-------- Material shown --------
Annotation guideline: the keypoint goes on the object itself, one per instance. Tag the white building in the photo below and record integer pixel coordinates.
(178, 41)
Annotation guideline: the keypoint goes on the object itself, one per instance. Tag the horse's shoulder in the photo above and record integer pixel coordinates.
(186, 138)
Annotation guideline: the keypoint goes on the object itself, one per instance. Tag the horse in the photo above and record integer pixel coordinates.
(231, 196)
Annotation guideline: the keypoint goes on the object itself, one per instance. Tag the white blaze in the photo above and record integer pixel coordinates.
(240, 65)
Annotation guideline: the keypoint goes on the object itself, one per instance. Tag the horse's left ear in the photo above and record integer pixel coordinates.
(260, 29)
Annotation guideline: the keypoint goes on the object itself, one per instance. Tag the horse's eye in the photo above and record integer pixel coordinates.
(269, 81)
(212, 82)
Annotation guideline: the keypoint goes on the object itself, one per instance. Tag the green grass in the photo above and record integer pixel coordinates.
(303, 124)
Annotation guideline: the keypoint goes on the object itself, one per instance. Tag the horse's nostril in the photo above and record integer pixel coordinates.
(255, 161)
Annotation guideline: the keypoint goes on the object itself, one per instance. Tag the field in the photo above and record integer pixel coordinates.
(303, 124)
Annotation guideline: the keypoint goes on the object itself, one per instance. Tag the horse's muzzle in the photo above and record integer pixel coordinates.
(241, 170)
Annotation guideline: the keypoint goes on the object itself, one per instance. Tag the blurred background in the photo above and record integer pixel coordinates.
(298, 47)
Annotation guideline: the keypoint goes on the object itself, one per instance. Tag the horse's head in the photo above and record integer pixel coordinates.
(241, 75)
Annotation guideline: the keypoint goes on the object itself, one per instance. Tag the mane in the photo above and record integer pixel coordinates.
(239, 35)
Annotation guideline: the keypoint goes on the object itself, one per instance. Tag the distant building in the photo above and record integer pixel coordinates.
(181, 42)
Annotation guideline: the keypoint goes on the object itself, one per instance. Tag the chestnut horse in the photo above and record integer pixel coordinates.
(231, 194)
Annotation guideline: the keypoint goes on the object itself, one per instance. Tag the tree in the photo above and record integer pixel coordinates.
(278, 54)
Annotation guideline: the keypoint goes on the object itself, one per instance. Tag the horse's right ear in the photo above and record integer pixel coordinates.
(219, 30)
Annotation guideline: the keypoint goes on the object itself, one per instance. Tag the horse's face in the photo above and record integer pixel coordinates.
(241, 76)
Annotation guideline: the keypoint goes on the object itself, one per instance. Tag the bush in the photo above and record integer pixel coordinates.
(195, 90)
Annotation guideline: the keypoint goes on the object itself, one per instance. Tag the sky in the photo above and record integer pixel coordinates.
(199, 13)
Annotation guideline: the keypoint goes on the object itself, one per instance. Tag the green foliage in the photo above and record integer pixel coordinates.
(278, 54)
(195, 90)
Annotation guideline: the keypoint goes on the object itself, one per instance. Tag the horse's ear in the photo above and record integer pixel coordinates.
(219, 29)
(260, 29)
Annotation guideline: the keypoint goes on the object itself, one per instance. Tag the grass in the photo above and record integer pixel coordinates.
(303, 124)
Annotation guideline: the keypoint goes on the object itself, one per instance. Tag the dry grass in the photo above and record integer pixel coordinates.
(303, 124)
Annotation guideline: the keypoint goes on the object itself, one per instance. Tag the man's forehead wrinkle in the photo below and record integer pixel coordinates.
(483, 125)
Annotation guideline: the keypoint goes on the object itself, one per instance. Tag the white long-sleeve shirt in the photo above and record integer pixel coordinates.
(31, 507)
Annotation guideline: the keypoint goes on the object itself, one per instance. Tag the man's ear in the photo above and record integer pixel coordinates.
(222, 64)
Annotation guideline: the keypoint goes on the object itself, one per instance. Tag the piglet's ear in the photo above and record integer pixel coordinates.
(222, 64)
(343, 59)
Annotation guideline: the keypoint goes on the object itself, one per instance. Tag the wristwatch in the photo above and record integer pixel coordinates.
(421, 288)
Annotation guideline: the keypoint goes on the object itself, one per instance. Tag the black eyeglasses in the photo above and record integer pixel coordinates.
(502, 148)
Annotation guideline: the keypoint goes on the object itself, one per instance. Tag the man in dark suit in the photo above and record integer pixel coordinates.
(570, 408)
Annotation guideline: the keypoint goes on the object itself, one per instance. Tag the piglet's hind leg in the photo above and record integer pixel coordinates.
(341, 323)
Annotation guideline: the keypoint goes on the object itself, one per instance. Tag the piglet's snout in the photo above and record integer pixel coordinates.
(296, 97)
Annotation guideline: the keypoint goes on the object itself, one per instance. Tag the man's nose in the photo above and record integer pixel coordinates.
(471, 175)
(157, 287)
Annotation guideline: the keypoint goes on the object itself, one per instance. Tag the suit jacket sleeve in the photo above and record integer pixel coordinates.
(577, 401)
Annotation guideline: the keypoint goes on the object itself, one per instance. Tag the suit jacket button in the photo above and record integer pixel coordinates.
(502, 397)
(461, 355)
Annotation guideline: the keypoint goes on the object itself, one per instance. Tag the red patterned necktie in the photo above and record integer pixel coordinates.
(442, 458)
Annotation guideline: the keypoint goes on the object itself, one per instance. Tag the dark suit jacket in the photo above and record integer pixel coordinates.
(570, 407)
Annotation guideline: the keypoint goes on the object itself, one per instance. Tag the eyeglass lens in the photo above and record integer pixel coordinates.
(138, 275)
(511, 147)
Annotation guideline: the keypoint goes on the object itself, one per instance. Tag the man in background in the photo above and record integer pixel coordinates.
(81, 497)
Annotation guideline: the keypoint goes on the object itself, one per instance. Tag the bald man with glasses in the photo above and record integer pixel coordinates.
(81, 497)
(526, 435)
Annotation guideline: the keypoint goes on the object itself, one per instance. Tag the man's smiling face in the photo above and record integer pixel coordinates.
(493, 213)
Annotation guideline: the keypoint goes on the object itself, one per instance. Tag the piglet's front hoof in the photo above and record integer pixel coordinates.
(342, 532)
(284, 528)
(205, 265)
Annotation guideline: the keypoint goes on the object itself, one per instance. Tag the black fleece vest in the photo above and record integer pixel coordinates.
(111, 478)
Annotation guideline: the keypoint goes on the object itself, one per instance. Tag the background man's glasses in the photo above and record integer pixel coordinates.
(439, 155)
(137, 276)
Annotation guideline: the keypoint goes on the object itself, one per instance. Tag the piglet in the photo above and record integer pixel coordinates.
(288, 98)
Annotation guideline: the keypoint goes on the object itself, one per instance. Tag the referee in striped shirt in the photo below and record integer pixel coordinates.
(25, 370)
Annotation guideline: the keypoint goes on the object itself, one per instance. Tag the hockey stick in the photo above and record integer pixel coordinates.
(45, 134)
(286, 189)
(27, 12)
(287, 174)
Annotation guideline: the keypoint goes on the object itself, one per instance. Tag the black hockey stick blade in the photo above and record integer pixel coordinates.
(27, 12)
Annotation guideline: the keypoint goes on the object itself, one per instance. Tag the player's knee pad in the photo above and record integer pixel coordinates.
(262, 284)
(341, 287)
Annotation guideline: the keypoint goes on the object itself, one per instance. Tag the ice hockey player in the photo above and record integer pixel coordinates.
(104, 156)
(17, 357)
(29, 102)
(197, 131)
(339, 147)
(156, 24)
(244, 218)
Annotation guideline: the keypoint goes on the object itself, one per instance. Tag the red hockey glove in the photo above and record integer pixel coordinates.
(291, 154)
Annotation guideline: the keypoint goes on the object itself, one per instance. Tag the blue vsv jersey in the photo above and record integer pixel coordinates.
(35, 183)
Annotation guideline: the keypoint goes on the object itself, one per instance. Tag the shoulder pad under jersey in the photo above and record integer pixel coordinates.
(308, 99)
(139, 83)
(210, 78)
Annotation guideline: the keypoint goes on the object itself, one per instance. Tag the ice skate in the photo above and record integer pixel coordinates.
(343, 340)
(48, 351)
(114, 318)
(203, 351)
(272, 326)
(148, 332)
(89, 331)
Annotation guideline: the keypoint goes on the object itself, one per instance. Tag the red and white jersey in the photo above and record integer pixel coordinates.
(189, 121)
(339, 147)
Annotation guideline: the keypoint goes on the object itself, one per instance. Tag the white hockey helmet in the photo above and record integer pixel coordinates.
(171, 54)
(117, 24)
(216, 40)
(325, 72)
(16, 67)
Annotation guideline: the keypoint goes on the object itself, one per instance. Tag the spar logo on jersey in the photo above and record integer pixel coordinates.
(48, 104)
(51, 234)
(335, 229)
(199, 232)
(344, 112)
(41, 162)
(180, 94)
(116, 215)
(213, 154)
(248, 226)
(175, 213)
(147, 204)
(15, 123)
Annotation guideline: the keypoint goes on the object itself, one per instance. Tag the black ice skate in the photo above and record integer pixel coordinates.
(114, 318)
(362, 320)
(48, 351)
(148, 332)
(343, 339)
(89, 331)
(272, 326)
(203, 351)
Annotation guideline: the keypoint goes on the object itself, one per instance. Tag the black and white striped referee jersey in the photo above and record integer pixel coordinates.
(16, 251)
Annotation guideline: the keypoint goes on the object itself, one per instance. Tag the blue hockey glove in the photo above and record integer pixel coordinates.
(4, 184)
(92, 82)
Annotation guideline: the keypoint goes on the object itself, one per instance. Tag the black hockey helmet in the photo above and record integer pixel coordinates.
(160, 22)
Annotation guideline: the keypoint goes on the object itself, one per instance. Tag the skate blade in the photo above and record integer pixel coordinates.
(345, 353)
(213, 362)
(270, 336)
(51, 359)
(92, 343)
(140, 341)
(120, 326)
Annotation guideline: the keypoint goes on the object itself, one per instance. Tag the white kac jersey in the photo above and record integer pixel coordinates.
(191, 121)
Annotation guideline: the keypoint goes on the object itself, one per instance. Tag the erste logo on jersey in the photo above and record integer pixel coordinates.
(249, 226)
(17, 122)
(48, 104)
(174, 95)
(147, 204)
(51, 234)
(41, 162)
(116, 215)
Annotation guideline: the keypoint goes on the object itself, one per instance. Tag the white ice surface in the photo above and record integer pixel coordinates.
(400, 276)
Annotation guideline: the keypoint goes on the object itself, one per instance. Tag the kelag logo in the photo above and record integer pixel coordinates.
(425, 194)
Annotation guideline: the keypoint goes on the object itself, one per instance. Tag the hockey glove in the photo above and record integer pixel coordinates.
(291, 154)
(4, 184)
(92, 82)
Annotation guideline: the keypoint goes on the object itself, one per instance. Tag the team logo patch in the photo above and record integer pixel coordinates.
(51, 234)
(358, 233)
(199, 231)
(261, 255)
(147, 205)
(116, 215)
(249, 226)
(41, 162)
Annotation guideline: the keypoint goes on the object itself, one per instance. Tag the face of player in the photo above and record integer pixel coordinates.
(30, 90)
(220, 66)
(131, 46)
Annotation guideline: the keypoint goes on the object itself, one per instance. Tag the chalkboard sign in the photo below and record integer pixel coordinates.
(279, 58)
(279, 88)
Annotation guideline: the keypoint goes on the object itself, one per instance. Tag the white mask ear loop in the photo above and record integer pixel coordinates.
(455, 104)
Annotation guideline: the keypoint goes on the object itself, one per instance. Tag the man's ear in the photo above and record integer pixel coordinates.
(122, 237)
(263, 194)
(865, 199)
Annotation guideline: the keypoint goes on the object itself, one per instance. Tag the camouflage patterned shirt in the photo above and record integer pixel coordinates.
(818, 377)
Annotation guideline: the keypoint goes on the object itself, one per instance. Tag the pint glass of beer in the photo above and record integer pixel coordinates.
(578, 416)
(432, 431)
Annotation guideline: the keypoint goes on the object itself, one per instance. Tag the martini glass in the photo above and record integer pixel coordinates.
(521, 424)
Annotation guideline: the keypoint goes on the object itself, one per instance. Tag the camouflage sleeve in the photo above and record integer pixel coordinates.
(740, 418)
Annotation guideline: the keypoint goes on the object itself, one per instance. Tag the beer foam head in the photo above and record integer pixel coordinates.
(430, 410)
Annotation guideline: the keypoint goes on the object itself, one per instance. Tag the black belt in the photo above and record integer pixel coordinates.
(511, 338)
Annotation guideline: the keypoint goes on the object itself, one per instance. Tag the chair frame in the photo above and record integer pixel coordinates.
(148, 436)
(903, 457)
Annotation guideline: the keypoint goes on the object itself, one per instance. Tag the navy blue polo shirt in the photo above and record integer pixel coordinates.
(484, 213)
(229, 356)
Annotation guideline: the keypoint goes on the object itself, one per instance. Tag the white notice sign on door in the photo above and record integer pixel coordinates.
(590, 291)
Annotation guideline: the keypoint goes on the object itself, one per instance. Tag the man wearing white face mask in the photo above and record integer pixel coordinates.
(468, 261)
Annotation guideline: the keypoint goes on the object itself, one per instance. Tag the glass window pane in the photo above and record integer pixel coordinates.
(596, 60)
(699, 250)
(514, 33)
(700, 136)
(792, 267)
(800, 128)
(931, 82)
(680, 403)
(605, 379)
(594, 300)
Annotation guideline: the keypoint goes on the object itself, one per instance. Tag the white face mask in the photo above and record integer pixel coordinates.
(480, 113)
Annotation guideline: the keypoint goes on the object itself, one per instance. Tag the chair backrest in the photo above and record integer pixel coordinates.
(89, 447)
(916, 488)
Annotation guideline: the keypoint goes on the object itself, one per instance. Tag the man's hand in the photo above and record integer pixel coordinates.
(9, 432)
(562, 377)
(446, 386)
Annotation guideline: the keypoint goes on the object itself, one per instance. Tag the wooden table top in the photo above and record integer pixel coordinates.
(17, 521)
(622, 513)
--------
About this task
Find where "Tag the wooden" occurs in the data, and please write out that line through the last line exactly, with nothing else.

Result below
Annotation guideline: the keypoint goes on the object itself, one per instance. Tag the wooden table top in the photo above and record integer pixel coordinates.
(17, 521)
(622, 513)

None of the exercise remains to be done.